Prompt:
Copy the lines from the one containing "Q: Identify a point on each instance of the broad" through the one containing "[(183, 288)]", swapping "leafy plant" for "green shrub" and changing nothing else. Leave the picture out.

>>>

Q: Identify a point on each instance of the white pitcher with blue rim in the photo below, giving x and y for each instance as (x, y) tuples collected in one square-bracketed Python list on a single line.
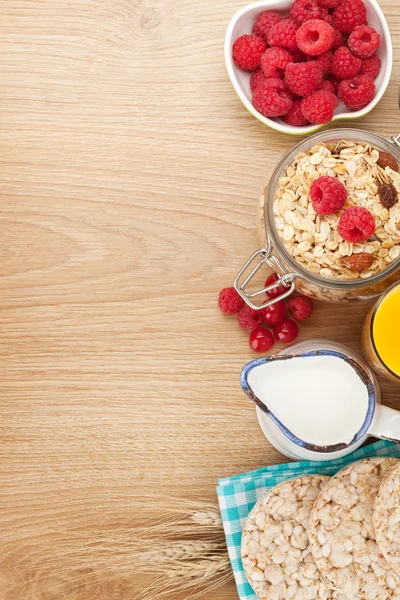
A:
[(318, 401)]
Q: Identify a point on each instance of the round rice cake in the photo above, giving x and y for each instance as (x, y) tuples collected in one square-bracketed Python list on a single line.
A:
[(275, 552), (387, 518), (342, 537)]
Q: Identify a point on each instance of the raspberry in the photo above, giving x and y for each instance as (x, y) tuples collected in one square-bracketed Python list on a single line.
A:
[(261, 340), (330, 3), (371, 66), (358, 92), (319, 107), (301, 307), (274, 61), (271, 98), (298, 56), (275, 292), (247, 51), (324, 60), (275, 314), (338, 40), (283, 34), (303, 10), (328, 19), (264, 22), (364, 41), (333, 81), (349, 14), (328, 195), (356, 224), (328, 86), (344, 64), (295, 117), (315, 37), (229, 301), (248, 318), (256, 78), (286, 332), (303, 78)]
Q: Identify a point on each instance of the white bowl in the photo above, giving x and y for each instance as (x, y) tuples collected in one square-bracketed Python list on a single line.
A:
[(242, 23)]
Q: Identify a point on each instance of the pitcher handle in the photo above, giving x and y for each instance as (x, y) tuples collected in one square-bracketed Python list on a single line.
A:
[(386, 424)]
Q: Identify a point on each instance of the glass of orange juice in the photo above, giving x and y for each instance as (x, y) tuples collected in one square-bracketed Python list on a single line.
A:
[(381, 334)]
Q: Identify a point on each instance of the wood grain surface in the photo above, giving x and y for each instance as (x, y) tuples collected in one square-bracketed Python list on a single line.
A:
[(129, 178)]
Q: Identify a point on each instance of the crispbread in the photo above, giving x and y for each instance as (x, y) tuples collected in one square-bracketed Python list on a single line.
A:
[(341, 533), (275, 553), (387, 518)]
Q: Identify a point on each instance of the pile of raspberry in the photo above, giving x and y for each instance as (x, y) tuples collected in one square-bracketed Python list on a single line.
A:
[(284, 329), (303, 63), (328, 196)]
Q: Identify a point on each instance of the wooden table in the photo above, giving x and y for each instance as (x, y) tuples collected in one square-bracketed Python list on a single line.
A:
[(129, 180)]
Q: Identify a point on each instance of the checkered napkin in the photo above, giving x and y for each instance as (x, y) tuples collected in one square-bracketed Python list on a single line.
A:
[(237, 495)]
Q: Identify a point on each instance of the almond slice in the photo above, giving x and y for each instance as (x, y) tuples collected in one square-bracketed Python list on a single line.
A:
[(358, 262)]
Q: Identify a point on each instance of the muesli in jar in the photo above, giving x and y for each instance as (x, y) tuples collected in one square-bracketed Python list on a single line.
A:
[(333, 241)]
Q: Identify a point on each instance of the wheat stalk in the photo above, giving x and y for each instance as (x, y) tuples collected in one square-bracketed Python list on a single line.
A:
[(181, 548)]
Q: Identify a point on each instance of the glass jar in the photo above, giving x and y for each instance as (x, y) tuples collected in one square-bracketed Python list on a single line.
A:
[(291, 273)]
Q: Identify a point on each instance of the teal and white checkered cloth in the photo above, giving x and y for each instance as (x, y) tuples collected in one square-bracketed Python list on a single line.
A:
[(237, 495)]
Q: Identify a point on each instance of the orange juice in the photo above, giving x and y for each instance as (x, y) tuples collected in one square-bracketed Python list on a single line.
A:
[(386, 330)]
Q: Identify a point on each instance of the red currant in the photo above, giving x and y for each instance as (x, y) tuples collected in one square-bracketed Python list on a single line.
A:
[(286, 332), (280, 289), (261, 340), (275, 314), (301, 307), (248, 318)]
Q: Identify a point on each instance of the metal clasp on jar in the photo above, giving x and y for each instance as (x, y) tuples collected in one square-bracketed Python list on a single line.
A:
[(264, 257)]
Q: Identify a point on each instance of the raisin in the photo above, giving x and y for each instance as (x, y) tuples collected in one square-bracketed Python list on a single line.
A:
[(387, 194)]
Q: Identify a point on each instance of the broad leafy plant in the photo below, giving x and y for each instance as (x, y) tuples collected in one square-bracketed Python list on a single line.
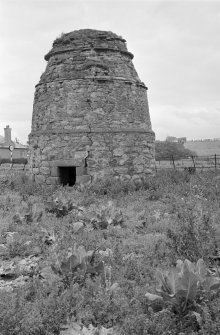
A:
[(183, 288)]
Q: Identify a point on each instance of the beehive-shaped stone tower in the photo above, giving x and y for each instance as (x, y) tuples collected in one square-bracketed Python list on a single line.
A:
[(90, 117)]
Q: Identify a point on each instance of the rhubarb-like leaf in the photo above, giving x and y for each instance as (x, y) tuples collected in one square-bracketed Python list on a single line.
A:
[(186, 284)]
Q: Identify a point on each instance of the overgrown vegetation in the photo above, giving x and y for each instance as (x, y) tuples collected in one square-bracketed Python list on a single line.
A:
[(113, 258), (169, 150)]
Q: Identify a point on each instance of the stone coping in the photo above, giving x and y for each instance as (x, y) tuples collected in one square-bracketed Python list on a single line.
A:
[(96, 48), (92, 131), (97, 78)]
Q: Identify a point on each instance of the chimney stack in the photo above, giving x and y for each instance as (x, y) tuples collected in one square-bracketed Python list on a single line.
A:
[(7, 130)]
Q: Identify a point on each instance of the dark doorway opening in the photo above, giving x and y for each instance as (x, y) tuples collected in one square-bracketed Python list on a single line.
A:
[(67, 175)]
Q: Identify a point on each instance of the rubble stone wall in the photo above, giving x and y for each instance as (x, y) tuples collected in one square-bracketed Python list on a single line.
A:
[(91, 112)]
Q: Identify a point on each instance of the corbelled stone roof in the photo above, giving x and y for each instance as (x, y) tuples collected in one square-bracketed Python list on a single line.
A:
[(87, 39)]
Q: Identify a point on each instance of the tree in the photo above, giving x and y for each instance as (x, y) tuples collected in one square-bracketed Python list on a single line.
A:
[(167, 150)]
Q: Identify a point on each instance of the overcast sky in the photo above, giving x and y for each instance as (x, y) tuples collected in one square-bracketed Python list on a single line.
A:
[(176, 47)]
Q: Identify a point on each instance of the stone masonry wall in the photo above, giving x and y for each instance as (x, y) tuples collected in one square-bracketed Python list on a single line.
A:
[(91, 112)]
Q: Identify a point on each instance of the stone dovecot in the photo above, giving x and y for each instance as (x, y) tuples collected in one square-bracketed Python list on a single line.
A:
[(90, 116)]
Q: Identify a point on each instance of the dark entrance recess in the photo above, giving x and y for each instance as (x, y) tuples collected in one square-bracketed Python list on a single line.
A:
[(67, 175)]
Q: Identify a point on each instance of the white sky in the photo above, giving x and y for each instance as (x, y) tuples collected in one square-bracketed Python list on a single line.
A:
[(176, 47)]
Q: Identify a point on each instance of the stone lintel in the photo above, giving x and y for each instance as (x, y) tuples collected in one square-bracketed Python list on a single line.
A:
[(67, 162)]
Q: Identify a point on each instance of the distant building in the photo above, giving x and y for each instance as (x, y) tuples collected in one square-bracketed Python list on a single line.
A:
[(20, 150), (176, 139)]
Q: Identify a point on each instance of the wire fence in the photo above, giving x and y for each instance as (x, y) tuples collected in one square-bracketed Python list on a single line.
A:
[(191, 163)]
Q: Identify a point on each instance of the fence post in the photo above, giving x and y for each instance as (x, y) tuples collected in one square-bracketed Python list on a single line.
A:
[(194, 165), (173, 162)]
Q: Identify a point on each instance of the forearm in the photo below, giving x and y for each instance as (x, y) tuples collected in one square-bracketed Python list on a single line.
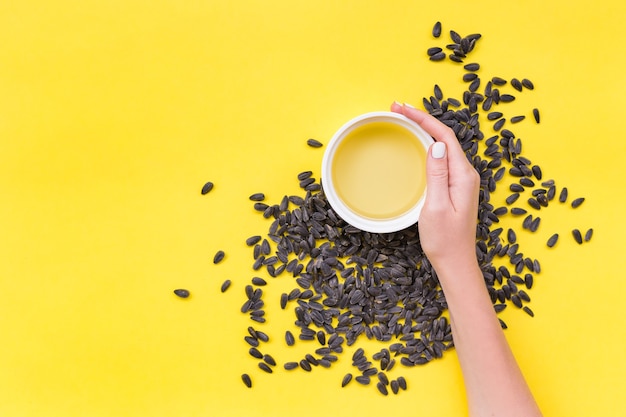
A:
[(493, 380)]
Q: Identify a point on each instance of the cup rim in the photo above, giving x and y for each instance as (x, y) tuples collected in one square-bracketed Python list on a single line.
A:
[(394, 224)]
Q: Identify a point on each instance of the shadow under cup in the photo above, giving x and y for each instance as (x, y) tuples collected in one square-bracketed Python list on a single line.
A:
[(374, 171)]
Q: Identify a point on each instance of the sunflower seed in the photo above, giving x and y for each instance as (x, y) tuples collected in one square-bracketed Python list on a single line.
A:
[(206, 188), (225, 285), (553, 239), (255, 353), (498, 125), (512, 198), (362, 379), (536, 115)]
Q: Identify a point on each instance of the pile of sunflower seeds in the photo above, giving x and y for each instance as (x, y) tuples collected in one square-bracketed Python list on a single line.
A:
[(351, 284)]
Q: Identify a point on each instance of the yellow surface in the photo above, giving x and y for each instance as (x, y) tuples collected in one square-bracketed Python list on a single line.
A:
[(113, 114)]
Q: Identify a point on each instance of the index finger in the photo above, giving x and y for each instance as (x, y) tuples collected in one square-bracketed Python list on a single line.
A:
[(436, 129)]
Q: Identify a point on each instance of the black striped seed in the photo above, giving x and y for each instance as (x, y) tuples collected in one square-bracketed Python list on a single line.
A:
[(577, 236), (269, 360), (254, 352), (182, 293), (498, 125), (253, 240), (219, 256), (552, 240), (314, 143), (262, 336), (206, 188), (534, 203), (512, 198), (438, 56), (363, 380), (577, 202), (395, 387), (494, 115), (304, 364), (265, 368), (434, 50)]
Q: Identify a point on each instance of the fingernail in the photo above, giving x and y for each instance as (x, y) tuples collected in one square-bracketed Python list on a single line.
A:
[(438, 150)]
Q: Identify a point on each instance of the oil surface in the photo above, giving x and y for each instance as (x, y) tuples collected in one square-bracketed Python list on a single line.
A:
[(379, 170)]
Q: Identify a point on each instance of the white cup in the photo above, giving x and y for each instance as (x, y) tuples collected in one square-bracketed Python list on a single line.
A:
[(376, 225)]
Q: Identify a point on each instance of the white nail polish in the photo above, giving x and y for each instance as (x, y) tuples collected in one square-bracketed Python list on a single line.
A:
[(438, 150)]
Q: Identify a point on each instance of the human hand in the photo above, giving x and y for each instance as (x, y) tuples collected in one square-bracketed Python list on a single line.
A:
[(447, 223)]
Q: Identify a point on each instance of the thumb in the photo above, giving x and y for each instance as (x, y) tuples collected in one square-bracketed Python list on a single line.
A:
[(437, 193)]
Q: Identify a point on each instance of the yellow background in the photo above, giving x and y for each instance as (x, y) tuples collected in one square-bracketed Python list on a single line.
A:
[(113, 114)]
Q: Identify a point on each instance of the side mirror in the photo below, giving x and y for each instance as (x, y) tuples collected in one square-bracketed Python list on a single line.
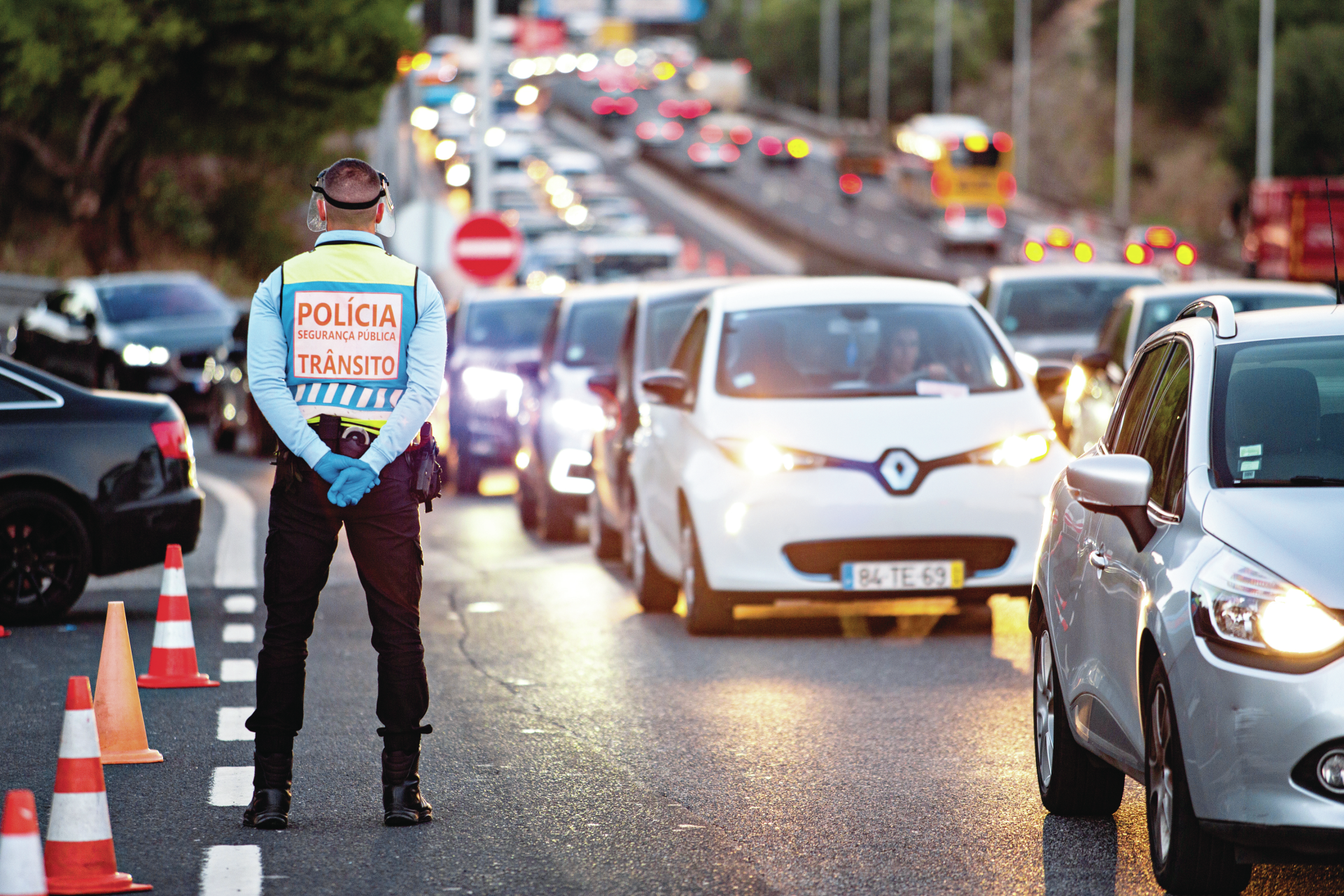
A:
[(604, 384), (1114, 484), (1051, 378), (666, 386)]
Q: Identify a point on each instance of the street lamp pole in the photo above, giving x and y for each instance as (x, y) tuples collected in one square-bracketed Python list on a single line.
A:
[(1022, 92), (942, 55), (830, 58), (879, 59), (484, 105), (1124, 109), (1265, 94)]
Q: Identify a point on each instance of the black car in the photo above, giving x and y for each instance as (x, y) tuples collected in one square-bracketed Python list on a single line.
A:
[(144, 332), (90, 482), (496, 335)]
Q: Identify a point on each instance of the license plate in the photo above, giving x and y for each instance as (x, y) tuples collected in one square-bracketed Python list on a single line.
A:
[(902, 575)]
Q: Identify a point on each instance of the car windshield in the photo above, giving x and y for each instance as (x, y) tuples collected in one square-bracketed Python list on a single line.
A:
[(515, 323), (1278, 413), (840, 351), (593, 332), (1160, 312), (144, 301), (667, 320), (1059, 304)]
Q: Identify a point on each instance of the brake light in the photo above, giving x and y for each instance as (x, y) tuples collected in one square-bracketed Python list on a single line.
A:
[(174, 440), (1139, 254)]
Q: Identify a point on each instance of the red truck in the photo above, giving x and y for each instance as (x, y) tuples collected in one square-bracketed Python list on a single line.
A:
[(1289, 235)]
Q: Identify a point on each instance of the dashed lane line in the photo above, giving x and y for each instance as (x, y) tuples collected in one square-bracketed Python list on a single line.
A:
[(238, 671), (235, 555), (239, 633), (232, 723), (232, 871), (232, 786)]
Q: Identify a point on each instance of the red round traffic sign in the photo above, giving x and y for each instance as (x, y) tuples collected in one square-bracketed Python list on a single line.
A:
[(486, 248)]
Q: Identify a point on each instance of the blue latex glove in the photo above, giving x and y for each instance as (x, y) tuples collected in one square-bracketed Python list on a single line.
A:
[(332, 464), (354, 482)]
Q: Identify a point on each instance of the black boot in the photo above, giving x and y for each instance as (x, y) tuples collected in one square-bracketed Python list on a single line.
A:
[(272, 777), (402, 801)]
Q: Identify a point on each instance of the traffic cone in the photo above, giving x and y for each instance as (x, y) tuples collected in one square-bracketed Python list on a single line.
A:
[(20, 848), (80, 853), (116, 703), (172, 659)]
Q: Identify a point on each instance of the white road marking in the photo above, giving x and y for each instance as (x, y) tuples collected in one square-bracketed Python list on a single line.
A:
[(484, 606), (235, 556), (239, 633), (238, 671), (239, 603), (232, 786), (232, 723), (232, 871)]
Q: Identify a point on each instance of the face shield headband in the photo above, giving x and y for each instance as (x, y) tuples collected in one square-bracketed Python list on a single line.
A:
[(385, 227)]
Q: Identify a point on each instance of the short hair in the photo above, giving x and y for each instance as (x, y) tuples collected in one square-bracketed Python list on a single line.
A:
[(351, 181)]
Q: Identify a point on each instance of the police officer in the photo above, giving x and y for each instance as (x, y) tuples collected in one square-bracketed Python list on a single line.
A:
[(346, 352)]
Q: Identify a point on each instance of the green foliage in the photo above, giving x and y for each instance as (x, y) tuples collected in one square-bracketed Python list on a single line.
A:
[(784, 46), (1308, 130)]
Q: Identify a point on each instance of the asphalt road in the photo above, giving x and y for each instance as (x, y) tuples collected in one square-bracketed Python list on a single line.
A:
[(584, 747)]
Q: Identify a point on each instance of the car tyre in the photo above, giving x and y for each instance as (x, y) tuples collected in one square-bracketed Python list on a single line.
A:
[(655, 592), (1186, 860), (707, 612), (605, 540), (45, 558), (1072, 780)]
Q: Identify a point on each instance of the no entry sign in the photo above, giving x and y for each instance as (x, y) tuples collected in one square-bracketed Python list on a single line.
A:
[(486, 248)]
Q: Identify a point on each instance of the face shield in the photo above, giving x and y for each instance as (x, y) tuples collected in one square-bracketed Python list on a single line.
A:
[(385, 227)]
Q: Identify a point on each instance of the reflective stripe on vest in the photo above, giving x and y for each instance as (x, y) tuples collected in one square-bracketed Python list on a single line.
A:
[(349, 311)]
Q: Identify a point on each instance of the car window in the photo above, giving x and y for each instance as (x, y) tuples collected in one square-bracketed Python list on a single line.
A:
[(846, 351), (690, 354), (144, 301), (1163, 444), (1058, 304), (1128, 419), (593, 332)]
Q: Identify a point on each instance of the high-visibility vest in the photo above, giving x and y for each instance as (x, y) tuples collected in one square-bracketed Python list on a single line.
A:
[(349, 311)]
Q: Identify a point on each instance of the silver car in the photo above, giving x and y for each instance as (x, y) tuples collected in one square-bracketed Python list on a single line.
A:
[(1189, 603)]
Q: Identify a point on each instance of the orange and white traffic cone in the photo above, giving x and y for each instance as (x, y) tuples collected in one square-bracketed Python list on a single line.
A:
[(20, 848), (172, 659), (80, 853)]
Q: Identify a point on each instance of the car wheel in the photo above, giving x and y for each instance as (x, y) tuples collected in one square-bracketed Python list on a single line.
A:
[(45, 558), (554, 523), (655, 592), (1072, 780), (707, 612), (605, 540), (1186, 860)]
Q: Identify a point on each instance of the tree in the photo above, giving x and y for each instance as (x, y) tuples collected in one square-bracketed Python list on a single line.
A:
[(89, 88)]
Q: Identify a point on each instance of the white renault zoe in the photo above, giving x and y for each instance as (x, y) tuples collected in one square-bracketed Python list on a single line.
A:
[(839, 440)]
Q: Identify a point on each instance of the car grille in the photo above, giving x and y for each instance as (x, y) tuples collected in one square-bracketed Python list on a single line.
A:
[(824, 558)]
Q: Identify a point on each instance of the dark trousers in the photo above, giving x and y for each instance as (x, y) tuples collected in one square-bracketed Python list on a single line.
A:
[(384, 532)]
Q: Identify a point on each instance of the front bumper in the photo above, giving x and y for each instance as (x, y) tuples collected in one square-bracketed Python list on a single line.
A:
[(771, 512), (1245, 729)]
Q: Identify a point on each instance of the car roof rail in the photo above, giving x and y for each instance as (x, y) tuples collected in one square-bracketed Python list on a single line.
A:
[(1225, 318)]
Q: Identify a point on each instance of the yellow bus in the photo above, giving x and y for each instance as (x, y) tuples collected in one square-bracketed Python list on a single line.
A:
[(955, 164)]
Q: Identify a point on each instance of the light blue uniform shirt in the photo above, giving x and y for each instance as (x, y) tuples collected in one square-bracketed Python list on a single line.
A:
[(268, 349)]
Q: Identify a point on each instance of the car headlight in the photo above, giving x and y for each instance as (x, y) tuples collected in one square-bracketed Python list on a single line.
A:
[(486, 384), (1016, 450), (762, 457), (1243, 603), (573, 414)]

<<<

Written solution:
Q: Identify a point on each instance of the broad green shrub in the photo below, giving x and y for each instance as (x, y) tuples collected in one square-bracketed Python list on a single line.
A:
[(183, 288)]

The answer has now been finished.